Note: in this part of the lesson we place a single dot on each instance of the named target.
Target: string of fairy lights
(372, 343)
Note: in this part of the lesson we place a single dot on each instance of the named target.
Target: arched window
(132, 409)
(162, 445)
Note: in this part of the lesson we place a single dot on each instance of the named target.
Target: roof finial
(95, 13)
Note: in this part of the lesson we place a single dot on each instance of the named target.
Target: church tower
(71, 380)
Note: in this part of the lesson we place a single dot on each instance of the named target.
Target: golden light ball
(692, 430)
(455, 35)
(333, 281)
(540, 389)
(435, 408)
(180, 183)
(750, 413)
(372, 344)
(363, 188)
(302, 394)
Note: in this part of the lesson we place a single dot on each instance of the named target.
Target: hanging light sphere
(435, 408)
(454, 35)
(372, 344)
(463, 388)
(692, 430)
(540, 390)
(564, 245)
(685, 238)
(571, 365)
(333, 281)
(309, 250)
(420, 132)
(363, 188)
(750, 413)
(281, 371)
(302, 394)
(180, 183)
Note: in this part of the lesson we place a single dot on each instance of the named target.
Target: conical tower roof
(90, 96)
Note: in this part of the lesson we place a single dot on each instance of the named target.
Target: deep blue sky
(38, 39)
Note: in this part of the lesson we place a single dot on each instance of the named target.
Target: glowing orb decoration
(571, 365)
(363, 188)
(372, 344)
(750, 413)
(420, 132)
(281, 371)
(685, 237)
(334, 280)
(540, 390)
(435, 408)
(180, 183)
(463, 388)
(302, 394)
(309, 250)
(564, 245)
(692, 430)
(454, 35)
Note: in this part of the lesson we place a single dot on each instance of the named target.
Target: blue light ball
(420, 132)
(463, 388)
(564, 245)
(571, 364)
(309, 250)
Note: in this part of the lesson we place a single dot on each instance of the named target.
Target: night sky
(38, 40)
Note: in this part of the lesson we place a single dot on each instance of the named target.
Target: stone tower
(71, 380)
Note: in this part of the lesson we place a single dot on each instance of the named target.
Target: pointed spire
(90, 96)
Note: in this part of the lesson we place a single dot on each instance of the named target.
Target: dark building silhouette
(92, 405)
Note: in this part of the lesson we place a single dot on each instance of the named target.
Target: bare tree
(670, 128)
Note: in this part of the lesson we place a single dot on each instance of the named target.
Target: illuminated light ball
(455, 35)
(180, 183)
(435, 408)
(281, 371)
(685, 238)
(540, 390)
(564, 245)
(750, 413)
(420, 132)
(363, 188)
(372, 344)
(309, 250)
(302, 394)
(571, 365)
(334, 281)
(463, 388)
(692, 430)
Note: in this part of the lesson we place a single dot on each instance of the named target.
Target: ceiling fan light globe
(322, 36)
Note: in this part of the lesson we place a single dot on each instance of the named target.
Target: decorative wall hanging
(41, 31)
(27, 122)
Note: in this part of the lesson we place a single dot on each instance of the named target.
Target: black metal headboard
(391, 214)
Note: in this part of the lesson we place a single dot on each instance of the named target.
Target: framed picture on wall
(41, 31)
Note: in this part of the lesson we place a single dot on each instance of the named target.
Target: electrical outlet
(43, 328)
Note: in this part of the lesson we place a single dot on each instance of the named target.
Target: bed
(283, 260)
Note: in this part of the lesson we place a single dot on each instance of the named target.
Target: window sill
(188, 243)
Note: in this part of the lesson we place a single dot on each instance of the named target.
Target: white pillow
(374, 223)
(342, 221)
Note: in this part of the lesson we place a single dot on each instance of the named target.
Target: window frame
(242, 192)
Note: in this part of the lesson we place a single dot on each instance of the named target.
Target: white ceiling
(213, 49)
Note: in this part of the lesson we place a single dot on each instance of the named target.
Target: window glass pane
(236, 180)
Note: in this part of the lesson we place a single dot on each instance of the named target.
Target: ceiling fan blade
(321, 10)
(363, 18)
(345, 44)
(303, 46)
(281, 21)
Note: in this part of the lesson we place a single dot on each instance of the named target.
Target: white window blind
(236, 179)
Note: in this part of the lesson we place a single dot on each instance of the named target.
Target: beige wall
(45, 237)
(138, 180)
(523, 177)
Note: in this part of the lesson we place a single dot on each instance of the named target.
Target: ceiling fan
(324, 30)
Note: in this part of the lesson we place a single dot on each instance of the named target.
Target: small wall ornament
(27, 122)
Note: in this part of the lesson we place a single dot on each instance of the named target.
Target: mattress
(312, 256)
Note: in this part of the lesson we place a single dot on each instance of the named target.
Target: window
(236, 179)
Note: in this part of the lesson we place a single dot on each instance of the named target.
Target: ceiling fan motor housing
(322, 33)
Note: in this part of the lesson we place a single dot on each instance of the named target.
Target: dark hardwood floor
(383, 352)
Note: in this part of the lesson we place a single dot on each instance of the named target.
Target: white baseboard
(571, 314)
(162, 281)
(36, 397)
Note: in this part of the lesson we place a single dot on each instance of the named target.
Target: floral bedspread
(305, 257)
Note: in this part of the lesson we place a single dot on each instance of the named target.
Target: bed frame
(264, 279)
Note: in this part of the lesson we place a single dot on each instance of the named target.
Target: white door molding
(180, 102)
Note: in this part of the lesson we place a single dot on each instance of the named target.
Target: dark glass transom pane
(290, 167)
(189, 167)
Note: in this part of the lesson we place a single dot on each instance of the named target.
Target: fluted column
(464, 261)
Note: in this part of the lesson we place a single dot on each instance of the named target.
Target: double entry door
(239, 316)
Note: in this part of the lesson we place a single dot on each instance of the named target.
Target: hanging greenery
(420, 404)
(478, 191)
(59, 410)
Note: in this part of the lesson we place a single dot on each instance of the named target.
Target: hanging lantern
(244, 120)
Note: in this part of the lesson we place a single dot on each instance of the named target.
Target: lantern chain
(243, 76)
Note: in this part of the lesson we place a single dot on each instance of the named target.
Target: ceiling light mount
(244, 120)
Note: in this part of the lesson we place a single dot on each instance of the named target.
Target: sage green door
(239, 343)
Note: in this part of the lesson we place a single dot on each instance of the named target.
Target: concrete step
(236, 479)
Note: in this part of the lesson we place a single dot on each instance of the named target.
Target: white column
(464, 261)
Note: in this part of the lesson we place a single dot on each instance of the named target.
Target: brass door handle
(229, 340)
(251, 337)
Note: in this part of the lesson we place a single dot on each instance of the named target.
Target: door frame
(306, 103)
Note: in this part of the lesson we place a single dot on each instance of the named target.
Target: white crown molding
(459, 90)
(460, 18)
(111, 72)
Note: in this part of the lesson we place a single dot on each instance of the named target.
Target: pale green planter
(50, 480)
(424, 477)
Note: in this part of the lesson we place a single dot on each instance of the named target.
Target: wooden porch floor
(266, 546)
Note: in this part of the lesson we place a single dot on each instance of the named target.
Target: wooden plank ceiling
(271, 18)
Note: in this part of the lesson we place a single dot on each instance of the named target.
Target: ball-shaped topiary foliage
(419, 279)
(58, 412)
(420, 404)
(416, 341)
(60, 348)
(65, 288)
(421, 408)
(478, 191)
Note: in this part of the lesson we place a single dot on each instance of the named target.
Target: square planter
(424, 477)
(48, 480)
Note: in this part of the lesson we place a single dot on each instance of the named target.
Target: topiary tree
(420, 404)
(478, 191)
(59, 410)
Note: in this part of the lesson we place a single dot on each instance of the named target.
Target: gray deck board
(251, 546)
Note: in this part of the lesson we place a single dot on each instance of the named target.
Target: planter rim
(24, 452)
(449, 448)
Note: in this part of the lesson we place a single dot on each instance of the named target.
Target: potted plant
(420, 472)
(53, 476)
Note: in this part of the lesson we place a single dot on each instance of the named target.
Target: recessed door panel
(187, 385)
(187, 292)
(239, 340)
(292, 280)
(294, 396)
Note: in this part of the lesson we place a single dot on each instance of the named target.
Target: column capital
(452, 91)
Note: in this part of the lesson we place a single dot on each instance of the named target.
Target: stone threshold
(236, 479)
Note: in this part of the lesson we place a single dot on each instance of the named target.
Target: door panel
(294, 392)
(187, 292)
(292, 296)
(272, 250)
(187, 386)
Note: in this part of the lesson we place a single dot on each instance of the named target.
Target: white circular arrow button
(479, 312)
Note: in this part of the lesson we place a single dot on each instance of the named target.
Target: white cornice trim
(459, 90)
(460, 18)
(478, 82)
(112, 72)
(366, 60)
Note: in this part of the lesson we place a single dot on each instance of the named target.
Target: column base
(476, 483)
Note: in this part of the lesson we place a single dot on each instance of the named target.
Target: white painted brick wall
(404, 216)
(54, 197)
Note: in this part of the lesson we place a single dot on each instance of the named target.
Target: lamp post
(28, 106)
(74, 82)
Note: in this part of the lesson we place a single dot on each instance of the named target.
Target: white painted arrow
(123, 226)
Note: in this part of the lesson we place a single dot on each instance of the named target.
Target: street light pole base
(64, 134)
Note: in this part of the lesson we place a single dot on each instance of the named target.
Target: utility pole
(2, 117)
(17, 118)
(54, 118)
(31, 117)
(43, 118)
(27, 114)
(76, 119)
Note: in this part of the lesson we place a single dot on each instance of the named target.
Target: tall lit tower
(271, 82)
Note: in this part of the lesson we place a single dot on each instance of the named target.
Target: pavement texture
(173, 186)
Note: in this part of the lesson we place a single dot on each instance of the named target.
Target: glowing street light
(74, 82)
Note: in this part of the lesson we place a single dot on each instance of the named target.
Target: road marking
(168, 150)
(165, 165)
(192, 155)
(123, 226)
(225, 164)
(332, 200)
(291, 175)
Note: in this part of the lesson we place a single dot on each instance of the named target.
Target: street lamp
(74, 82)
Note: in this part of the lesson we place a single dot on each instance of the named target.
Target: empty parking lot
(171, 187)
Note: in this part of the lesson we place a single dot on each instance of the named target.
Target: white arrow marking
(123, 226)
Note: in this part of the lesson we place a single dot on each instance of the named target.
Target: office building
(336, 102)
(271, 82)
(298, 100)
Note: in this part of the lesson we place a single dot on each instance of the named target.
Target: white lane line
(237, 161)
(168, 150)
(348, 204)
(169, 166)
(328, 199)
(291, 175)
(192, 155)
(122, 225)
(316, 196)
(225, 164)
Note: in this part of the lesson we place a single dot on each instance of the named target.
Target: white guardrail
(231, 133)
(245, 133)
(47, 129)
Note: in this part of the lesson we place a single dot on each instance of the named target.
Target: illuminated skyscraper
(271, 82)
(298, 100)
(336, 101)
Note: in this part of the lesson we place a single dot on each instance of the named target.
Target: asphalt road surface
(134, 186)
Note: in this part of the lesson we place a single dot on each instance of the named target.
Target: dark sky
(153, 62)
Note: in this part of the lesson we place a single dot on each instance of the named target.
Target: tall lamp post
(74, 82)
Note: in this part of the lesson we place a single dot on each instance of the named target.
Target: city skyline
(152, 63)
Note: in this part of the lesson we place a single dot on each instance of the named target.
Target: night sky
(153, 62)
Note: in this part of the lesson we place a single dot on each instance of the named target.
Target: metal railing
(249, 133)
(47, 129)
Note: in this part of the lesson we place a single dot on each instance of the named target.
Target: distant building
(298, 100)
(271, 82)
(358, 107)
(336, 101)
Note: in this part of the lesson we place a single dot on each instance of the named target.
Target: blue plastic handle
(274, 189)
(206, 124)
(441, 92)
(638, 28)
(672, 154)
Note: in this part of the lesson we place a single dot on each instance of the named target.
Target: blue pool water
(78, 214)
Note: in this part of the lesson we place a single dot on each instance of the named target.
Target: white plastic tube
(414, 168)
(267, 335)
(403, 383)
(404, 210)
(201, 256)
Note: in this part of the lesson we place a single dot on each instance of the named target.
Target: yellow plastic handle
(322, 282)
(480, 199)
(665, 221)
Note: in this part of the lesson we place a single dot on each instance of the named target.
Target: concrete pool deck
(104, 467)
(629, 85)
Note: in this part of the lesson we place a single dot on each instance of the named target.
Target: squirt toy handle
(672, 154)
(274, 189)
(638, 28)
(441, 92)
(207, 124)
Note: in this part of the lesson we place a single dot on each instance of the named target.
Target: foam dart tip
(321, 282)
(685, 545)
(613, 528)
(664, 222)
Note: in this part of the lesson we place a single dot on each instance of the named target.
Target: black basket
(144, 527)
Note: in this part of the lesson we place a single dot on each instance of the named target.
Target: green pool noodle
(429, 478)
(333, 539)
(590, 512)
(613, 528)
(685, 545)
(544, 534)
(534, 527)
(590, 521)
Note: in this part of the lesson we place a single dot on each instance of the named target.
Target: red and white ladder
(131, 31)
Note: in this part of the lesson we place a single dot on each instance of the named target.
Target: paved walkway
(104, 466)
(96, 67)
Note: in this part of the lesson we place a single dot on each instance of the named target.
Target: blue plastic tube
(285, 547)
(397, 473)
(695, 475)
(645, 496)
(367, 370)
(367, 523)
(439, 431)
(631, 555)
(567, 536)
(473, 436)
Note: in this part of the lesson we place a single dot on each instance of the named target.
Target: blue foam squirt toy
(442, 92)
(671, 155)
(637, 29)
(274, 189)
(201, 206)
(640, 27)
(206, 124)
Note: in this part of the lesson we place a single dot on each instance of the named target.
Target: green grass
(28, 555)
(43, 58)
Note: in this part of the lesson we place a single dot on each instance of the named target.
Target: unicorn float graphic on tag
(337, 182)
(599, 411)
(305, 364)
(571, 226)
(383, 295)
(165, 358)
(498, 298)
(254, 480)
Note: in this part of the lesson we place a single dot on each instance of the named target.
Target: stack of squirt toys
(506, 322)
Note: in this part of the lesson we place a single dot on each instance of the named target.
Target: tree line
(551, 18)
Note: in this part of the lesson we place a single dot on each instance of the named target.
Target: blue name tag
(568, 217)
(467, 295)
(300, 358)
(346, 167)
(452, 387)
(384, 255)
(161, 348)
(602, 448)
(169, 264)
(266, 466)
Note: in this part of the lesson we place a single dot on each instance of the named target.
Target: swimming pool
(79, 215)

▶ INSTRUCTIONS TO FOLLOW:
Beginning with the line that has "Target: paved walkway", set down every line of the entries above through the final one, unchanged.

▶ WRITTEN RESPONSE:
Target: paved walkway
(104, 466)
(96, 67)
Note: in this part of the lesson we place a single dot on each instance of the named target.
Target: blue plastic tube
(285, 547)
(397, 473)
(695, 475)
(645, 496)
(367, 370)
(367, 523)
(439, 431)
(631, 555)
(567, 536)
(473, 436)
Note: in this part of the lesson we place a single dot on each instance of the named target.
Target: blue foam squirt toy
(442, 92)
(671, 155)
(637, 29)
(274, 189)
(201, 206)
(640, 27)
(206, 124)
Note: in this part of the lesson we place a single dot on each instance of the named target.
Target: green grass
(28, 555)
(43, 58)
Note: in this part of the lesson we place a single dot on each instance of the named target.
Target: unicorn float graphic on tag
(337, 182)
(599, 411)
(305, 364)
(571, 226)
(383, 295)
(165, 358)
(498, 298)
(254, 480)
Note: in this part of the lesson we place a single dot on each instance of the named target.
Target: stack of squirt toys
(506, 322)
Note: in this part of the lesson we place a single dot on each instance of the named target.
Target: tree line
(551, 18)
Note: in this part of the lesson we place a single dot on each instance of the named target.
Target: blue name tag
(568, 217)
(467, 295)
(300, 358)
(346, 167)
(452, 387)
(384, 255)
(161, 348)
(602, 448)
(169, 264)
(266, 466)
Note: in this part of the lesson we place a single dot on each instance of the named target.
Target: swimming pool
(79, 215)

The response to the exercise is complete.